(The data)
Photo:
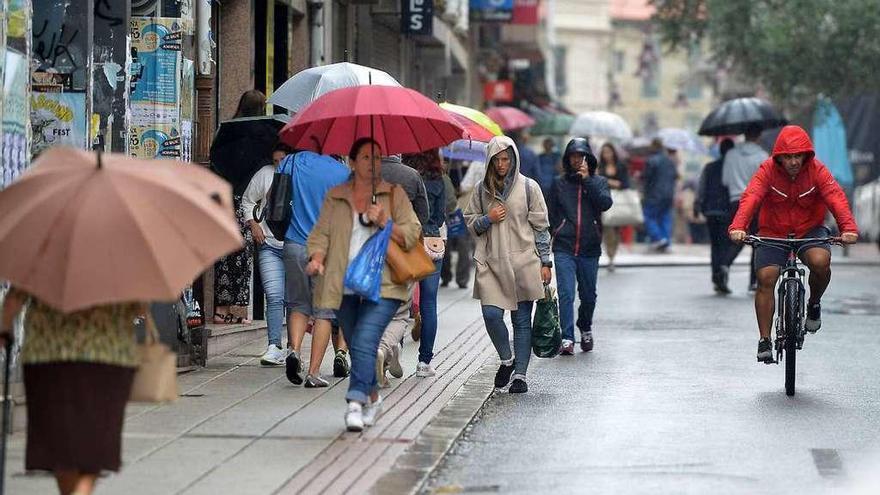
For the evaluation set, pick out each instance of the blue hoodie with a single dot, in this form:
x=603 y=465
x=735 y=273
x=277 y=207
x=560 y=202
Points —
* * *
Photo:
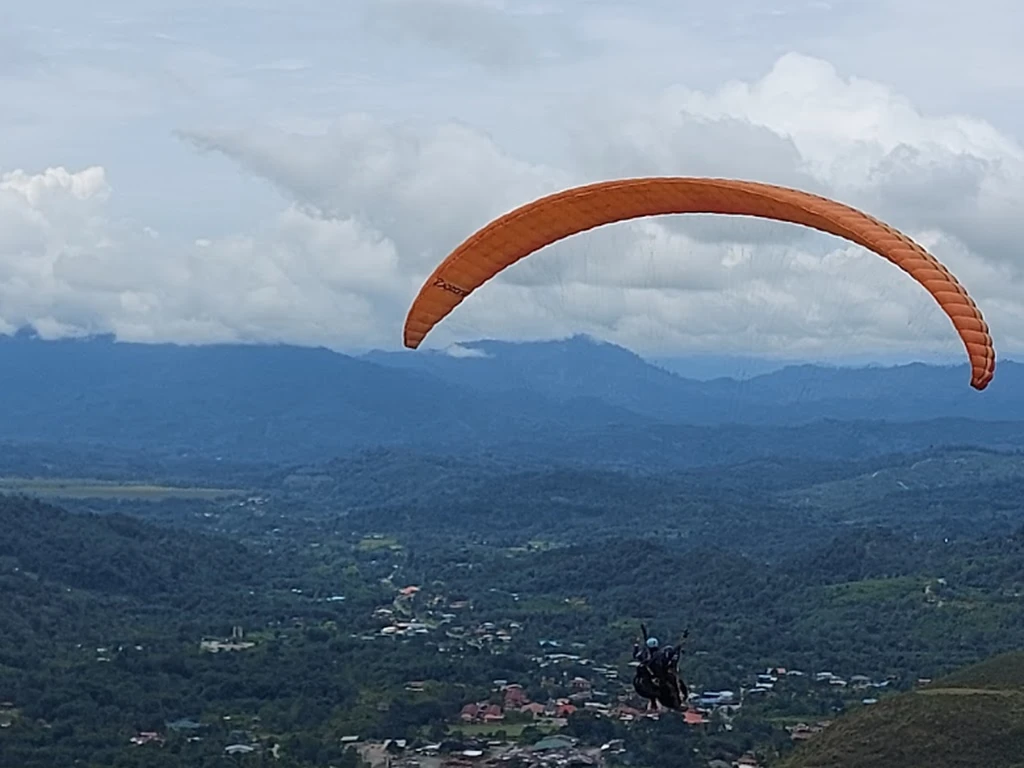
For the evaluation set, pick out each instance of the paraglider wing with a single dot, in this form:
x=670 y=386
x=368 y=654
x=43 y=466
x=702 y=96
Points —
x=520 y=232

(Directive)
Locate each line in the items above that contains the word "pick", and reproduce every such line in full.

(The answer)
For the evaluation set, pick out each instance of the blue hoodie with a single dot, in this form:
For the evaluation set, pick out each instance of the paraglider wing with a single dot, in this form:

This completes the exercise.